Task prompt. Carry the tutorial on Racket regular expressions forward from its last line, keeping the same style and format.

Selection.
══════════

Regular expressions and pattern matching

Due: Wednesday, 6 February 2019
Summary: We explore pattern matching in Racket, particularly the use of what are called regular expressions to express general patterns.

Introduction

As we’ve already discovered, Racket provides a variety of tools for working with strings and lists of strings. We can extract substrings, split strings, count strings, and more.

But we’ve encountered one significant obstacle: Sometimes instead of a particular string, we want to work with a “pattern” of sorts, such as “any vowel” rather than “a”, or “any sequence of non-alphanumeric characters” rather than “a space”.

As you might expect, needing to express patterns in strings is a fairly common task in computings. Some years ago, the Mathematician Stephen Kleene invented a notation, which he called “Regular Expressions”. (Fun fact: Kleene is the great-grand-advisor of Professor Rebelsky in CS.) Most modern programming languages now provide some version of regular expressions.

We can use regular expressions in Racket in a wide variety of ways, including splitting strings (with string-split), identifying parts of a string (with regexp-match and regexp-match*), and replacing parts of a string (with regexp-replace and regexp-replace*).

Expressing regular expression basics

Racket provides two kinds of regular expressions, some denoted by #px"EXPRESSION" and some by #rx"EXPRESSION". The details of the differences are not important at this stage and we will focus primarily on those that use #px syntax.

There are a wide variety of kinds of regular expressions available to you.

Exact letters

Almost any letter or sequence of letters can be used as a regular expression. For example, the following expression extracts all instances of “or” from a string.

> (regexp-match* #px"or" "The vorpal sword went snicker-snack.")
'("or" "or")

Any letter

A period matches any letter. We can use that with sequences of exact letters to match all four-letter sequences that end in ck with the pattern #px"..ck" (any letter, any letter, c, k).

> (regexp-match* #px"..ck" "The vorpal sword went snicker-snack.")
'("nick" "nack")

Groups of letters

There are a few “backslash patterns” that match certain groups of letters. \d is digits (0, 1, 2, …, 9). \D is anything other than digits. \w is letters, digits, and underscore. \W is anything not in \w. \s is a whitespace character (space, tab, newline, formfeed, or return) and S is any non-space character. You’ll explore most of these in lab. When you write these in a regular expression, you use two backslashes.

> (regexp-match* #px".sn..." "The vorpal sword went snicker-snack")
'(" snick" "-snack")
> (regexp-match* #px"\\ssn..." "The vorpal sword went snicker-snack")
'(" snick")

══════════

Information given.
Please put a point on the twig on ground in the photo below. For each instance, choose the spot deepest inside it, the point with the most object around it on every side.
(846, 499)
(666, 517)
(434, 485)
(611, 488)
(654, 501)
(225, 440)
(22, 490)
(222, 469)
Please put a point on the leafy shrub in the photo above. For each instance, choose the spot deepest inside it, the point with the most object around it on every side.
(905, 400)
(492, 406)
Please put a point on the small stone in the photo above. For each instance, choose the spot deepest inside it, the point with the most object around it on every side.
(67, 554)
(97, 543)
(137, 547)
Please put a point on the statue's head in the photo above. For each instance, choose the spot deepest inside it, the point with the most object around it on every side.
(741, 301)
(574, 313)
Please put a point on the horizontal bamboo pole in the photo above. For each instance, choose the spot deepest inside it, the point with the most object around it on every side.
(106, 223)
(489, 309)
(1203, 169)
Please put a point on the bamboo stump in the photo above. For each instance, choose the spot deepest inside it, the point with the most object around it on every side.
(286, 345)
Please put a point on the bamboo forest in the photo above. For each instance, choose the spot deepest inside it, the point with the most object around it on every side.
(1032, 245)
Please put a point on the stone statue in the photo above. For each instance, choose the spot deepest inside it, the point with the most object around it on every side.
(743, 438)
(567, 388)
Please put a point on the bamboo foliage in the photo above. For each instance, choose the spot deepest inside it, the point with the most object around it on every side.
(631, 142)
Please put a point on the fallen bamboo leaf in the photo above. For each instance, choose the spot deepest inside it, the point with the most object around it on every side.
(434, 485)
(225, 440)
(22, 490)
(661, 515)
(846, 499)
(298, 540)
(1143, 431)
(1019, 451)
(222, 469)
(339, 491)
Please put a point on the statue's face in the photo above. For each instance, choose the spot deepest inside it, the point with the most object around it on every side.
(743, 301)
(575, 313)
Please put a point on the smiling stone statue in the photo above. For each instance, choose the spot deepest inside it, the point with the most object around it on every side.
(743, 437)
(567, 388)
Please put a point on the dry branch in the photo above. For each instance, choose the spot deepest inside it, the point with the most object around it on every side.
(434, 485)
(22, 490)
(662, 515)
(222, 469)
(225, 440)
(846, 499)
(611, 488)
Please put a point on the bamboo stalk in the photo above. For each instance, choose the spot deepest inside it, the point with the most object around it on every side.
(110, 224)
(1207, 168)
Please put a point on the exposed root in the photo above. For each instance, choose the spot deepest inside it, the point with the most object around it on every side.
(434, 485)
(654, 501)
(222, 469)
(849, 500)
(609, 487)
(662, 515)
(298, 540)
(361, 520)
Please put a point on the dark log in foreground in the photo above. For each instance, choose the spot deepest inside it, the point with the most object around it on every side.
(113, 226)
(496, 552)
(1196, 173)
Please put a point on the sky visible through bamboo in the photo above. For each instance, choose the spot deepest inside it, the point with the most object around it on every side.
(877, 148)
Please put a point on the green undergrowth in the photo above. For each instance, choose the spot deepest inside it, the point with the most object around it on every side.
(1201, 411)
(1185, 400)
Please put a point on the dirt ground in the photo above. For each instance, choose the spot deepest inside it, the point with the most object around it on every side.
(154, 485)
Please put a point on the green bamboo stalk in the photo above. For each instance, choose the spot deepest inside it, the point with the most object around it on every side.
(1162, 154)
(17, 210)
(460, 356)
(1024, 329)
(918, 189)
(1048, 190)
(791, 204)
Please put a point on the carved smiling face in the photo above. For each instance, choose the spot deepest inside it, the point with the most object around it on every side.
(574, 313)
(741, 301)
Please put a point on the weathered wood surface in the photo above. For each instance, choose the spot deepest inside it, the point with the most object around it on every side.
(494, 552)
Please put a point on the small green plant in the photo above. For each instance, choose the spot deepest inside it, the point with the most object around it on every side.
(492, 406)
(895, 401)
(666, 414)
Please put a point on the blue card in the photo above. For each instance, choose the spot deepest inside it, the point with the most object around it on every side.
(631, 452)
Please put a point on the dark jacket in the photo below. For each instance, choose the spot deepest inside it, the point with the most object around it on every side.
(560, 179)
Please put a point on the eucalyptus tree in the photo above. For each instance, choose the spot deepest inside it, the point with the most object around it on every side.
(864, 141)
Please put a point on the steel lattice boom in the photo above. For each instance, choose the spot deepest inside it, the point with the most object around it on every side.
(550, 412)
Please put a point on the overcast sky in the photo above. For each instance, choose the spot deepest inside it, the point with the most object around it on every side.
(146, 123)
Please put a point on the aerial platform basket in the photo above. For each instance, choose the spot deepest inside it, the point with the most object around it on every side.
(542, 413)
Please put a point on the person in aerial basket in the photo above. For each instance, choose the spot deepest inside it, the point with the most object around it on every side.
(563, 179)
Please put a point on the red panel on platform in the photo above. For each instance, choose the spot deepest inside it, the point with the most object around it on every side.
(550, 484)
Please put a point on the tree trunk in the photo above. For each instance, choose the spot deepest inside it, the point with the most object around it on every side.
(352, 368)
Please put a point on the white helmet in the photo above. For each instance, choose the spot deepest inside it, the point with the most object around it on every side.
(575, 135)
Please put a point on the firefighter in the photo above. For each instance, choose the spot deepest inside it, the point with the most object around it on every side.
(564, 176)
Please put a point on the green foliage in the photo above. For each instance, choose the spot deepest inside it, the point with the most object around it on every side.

══════════

Result.
Sets

The simplest non-trival regular expressions are sets of characters, denoted by a square left bracket, the characters, and a square right bracket. For example, the regular expression #px"[aeiou]" is a shorthand for “a or e or i or o or u” and therefore matches any lowercase vowel.

> (string-split "The vorpal sword went snicker-snack" #px"[aeiou]")
'("Th" " v" "rp" "l sw" "rd w" "nt sn" "ck" "r-sn" "ck")

One can also use ranges in expressing sets of characters, with a dash in-between the start and end of the range. #px"[a-e]" represents “a or b or c or d or e”.

> (string-split "The vorpal sword went snicker-snack" #px"[a-e]")
'("Th" " vorp" "l swor" " w" "nt sni" "k" "r-sn" "" "k")

One common use of sets is to split strings at punctuation marks. For example, we might use #px"[,.;:?!]" to represent any of comma or period or semicolon or colon or question mark or exclamation point.

> (string-split "I am Sam.  Sam I am.  Do I, perhaps, like green eggs and ham?" #px"[,.;:?!]")
'("I am Sam" "  Sam I am" "  Do I" " perhaps" " like green eggs and ham")

Anti-sets

If you put a caret (^) at the start of the set, the meaning changes to “anything other than these characters”. Since #px"[aeiou ]" means “a or e or i or o or u or space”, #px"[^aeiou ]" means “any single letter other than a, e, i, o, u , or space”.

> (regexp-replace* #px"[^aeiou ]" "The vorpal sword went snicker-snack" "_")
"__e _o__a_ __o__ _e__ __i__e____a__"

Repeating patterns

In some cases, we want expressions that repeat a pattern. A regular expression with a star (*) at the end represents “0 or more repetitions of the expression”. A regular expression with a plus sign (+) at the end represents “1 or more repetitions of the expression”. So #px"a+" means “a or aa or aaa or aaaa or aaaaa or ….”. Similarly, #px"a*" means “the empty string or a or aa or aaa or aaaa or aaaaa or ….”.

> (regexp-match* #px"a+" "aaah!  amazing aardvarks alphabetize")
'("aaa" "a" "a" "aa" "a" "a" "a")

Since the asterisk can match no copies, it can produce some very strange results.

> (regexp-match* #px"a*" "aaah!  amazing aardvarks alphabetize")
'("aaa" "" "" "" "" "a" "" "a" "" "" "" "" "" "aa" "" "" "" "a" "" "" "" "" "a" "" "" "" "a" "" "" "" "" "" "" "")
> (string-split  "aaah!  amazing aardvarks alphabetize" #px"a*")
'("" "h" "!" " " " " "" "m" "" "z" "i" "n" "g" " " "" "r" "d" "v" "" "r" "k" "s" " " "" "l" "p" "h" "" "b" "e" "t" "i" "z" "e" "")

Remember: #px"a*" means “0 or more a’s in row”. As the second example suggests since there are, say, no a’s between “i”, “n”, and “g” in “amazing”, it needs to split between each of those.

More frequently, we will use + and * with more complex regular expressions. For example, #px"[a-z]+" means “a sequence of one or more lowercase letters”, #px"a[a-z]*a" means “a sequence of lowercase letters that starts with an a and ends with an a”, and #px"a[a-z]+a" means “a sequence of at least three lowercase letters that starts with an a and ends with an a”.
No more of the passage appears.